Wat je doet: Schrijf alle regels hieronder letterlijk over, van de eerste tot en met de laatste.

Te verwerken regels:
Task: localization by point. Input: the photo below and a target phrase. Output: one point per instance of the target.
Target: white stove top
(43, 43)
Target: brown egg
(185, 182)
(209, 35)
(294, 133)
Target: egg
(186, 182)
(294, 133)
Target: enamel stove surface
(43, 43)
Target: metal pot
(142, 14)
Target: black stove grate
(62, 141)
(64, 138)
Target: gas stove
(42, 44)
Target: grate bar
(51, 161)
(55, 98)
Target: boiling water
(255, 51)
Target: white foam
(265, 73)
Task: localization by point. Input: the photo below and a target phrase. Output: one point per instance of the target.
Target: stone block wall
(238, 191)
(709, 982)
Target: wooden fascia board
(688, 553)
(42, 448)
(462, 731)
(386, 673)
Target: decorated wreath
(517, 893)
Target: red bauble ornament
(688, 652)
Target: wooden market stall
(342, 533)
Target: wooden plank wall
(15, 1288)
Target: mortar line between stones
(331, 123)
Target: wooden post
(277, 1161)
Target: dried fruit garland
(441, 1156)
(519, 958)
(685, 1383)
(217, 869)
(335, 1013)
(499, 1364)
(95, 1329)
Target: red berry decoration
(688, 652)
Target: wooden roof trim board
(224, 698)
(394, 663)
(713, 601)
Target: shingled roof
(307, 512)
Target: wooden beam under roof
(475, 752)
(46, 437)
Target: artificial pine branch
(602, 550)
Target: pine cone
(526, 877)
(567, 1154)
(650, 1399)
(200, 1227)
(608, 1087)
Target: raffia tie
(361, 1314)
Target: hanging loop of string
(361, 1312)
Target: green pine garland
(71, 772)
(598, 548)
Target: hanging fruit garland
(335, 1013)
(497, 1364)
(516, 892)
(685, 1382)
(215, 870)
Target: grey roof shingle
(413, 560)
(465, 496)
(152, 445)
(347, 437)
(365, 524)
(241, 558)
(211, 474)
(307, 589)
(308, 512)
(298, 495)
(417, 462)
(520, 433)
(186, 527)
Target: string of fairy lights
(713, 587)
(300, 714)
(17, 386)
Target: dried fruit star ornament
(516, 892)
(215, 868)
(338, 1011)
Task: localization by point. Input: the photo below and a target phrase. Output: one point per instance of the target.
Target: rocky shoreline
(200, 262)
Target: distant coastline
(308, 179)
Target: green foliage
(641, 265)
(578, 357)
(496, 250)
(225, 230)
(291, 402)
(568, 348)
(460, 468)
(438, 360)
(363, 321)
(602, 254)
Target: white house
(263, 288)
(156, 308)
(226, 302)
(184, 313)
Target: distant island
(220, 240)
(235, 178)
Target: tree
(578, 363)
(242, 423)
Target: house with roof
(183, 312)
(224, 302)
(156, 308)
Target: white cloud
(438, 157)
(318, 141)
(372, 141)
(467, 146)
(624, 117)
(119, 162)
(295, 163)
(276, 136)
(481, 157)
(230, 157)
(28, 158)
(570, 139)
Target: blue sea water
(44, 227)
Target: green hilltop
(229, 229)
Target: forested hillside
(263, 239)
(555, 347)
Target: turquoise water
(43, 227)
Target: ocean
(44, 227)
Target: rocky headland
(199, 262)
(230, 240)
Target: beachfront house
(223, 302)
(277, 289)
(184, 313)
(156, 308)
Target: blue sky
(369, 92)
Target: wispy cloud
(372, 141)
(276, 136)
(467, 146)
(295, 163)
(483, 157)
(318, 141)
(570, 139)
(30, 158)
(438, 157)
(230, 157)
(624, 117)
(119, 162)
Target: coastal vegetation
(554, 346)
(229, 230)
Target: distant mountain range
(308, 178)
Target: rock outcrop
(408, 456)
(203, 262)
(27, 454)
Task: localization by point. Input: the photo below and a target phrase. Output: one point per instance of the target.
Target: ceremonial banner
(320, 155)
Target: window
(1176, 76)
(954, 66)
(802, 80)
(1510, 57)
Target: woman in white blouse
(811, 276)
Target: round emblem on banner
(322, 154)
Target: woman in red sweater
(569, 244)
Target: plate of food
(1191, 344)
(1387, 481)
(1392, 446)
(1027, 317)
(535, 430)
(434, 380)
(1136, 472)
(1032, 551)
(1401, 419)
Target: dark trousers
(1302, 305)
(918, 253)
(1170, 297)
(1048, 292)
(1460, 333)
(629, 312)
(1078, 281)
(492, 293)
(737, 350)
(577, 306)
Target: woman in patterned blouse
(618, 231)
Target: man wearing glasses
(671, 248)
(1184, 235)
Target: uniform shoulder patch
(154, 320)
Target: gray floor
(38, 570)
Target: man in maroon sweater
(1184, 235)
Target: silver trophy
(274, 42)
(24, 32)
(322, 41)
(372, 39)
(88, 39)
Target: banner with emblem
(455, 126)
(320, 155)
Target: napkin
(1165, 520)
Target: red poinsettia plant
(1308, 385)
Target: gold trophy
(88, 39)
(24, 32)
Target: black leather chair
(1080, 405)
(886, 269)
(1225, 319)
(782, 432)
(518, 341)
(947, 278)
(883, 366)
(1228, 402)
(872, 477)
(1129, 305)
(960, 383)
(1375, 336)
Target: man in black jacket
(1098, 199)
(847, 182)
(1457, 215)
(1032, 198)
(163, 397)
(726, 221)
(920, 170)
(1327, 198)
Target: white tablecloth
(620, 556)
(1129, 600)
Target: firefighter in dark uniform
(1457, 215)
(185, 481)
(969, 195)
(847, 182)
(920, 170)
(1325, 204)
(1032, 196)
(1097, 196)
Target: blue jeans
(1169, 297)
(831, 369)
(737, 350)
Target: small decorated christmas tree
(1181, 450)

Verwachte uitvoer:
Task: localization by point. Input: the photo below and a target phrase. Output: one point per instance of the target.
Target: white stove top
(43, 43)
Target: brown egg
(185, 182)
(209, 35)
(294, 133)
Target: egg
(186, 182)
(294, 133)
Target: enamel stove surface
(43, 43)
Target: metal pot
(142, 14)
Target: black stove grate
(62, 141)
(64, 138)
Target: gas stove
(42, 44)
Target: grate bar
(51, 161)
(55, 98)
Target: boiling water
(255, 51)
Target: white foam
(265, 73)
Task: localization by point. Input: the photo below and a target phrase. Output: one point per instance of the target.
Target: stone block wall
(238, 191)
(709, 982)
Target: wooden fascia board
(688, 553)
(42, 448)
(462, 731)
(386, 673)
Target: decorated wreath
(517, 893)
Target: red bauble ornament
(688, 652)
Target: wooden market stall
(342, 533)
Target: wooden plank wall
(15, 1288)
Target: mortar line between stones
(331, 123)
Target: wooden post
(277, 1161)
Target: dried fruit garland
(441, 1156)
(519, 958)
(685, 1383)
(217, 869)
(335, 1013)
(499, 1364)
(95, 1329)
Target: red berry decoration
(688, 652)
Target: wooden roof trim board
(224, 698)
(394, 663)
(713, 601)
Target: shingled roof
(307, 512)
Target: wooden beam under roof
(475, 752)
(46, 437)
Target: artificial pine branch
(602, 550)
Target: pine cone
(526, 877)
(567, 1154)
(650, 1399)
(200, 1227)
(608, 1087)
Target: raffia tie
(361, 1314)
Target: hanging loop of string
(361, 1312)
Target: green pine garland
(71, 772)
(598, 548)
Target: hanging fruit garland
(335, 1013)
(497, 1364)
(516, 892)
(685, 1382)
(215, 870)
Target: grey roof shingle
(413, 560)
(465, 496)
(152, 445)
(347, 437)
(365, 524)
(241, 558)
(211, 474)
(307, 589)
(308, 512)
(298, 495)
(417, 462)
(520, 433)
(186, 527)
Target: string of fairy lights
(713, 587)
(300, 714)
(17, 386)
Target: dried fruit star ornament
(516, 892)
(215, 868)
(338, 1011)
Task: localization by point. Input: the photo below and a target phrase. Output: one point per instance of the target.
Target: rocky shoreline
(200, 262)
Target: distant coastline
(308, 179)
Target: green foliage
(641, 265)
(578, 357)
(496, 250)
(225, 230)
(291, 402)
(568, 348)
(460, 468)
(438, 360)
(363, 321)
(602, 254)
Target: white house
(263, 288)
(156, 308)
(226, 302)
(184, 313)
Target: distant island
(220, 240)
(235, 178)
Target: tree
(578, 363)
(242, 423)
Target: house with roof
(183, 312)
(224, 302)
(156, 308)
Target: white cloud
(438, 157)
(318, 141)
(372, 141)
(467, 146)
(624, 117)
(119, 162)
(295, 163)
(276, 136)
(481, 157)
(230, 157)
(28, 158)
(570, 139)
Target: blue sea water
(44, 227)
Target: green hilltop
(229, 229)
Target: forested hillside
(263, 239)
(555, 347)
Target: turquoise water
(43, 227)
Target: ocean
(44, 227)
Target: rocky headland
(199, 262)
(230, 240)
Target: beachfront house
(223, 302)
(277, 289)
(184, 313)
(156, 308)
Target: blue sky
(369, 92)
Target: wispy cloud
(372, 141)
(276, 136)
(467, 146)
(295, 163)
(483, 157)
(318, 141)
(570, 139)
(30, 158)
(438, 157)
(230, 157)
(624, 117)
(119, 162)
Target: coastal vegetation
(554, 346)
(229, 230)
Target: distant mountain range
(308, 178)
Target: rock outcrop
(408, 456)
(203, 262)
(27, 454)
Task: localization by point. Input: the photo below and a target phrase. Output: one point per instance of the target.
Target: ceremonial banner
(320, 155)
Target: window
(1176, 76)
(954, 66)
(802, 80)
(1510, 57)
Target: woman in white blouse
(811, 276)
Target: round emblem on banner
(322, 154)
Target: woman in red sweater
(569, 244)
Target: plate of food
(1191, 344)
(1387, 481)
(1392, 446)
(1027, 317)
(535, 430)
(434, 380)
(1136, 472)
(1032, 551)
(1401, 419)
Target: dark trousers
(1302, 305)
(918, 253)
(1170, 297)
(1048, 292)
(1460, 333)
(629, 312)
(1078, 281)
(492, 293)
(737, 350)
(577, 306)
Target: woman in patterned blouse
(618, 231)
Target: man wearing glasses
(671, 248)
(1184, 235)
Target: uniform shoulder patch
(154, 320)
Target: gray floor
(38, 570)
Target: man in maroon sweater
(1184, 235)
Target: silver trophy
(274, 42)
(24, 32)
(322, 41)
(372, 39)
(88, 39)
Target: banner with emblem
(455, 126)
(320, 155)
Target: napkin
(1165, 520)
Target: red poinsettia plant
(1308, 385)
Target: gold trophy
(88, 39)
(24, 32)
Target: black leather chair
(1080, 405)
(886, 269)
(1225, 319)
(782, 432)
(518, 341)
(947, 278)
(883, 366)
(1228, 402)
(872, 477)
(1129, 305)
(960, 383)
(1375, 336)
Target: man in black jacket
(1098, 199)
(847, 182)
(1457, 215)
(1032, 198)
(163, 397)
(726, 221)
(920, 170)
(1327, 198)
Target: white tablecloth
(620, 556)
(1129, 600)
Target: firefighter in dark uniform
(1457, 215)
(185, 481)
(969, 195)
(847, 182)
(920, 170)
(1325, 204)
(1032, 196)
(1097, 196)
Target: blue jeans
(1169, 297)
(831, 369)
(737, 350)
Target: small decorated christmas tree
(1181, 450)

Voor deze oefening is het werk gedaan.